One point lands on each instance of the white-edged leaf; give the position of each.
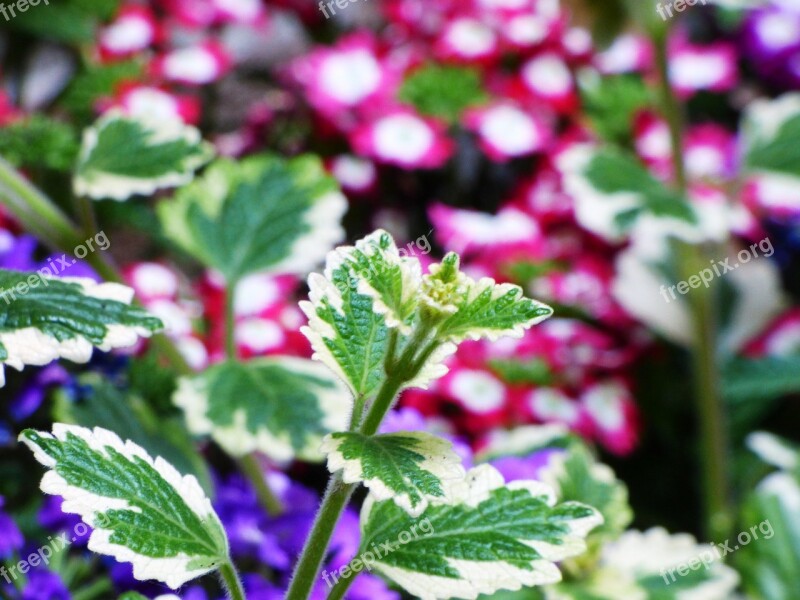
(123, 156)
(44, 318)
(141, 509)
(479, 309)
(408, 467)
(612, 190)
(282, 407)
(489, 536)
(391, 280)
(345, 331)
(264, 213)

- - - -

§ What you have to do
Pictures stay out. Write out everything else in the material exactly.

§ Response
One point lands on each instance of the white-edged leaf; give the position of each.
(123, 156)
(44, 318)
(141, 509)
(479, 309)
(408, 467)
(612, 190)
(282, 407)
(489, 536)
(391, 280)
(345, 331)
(264, 213)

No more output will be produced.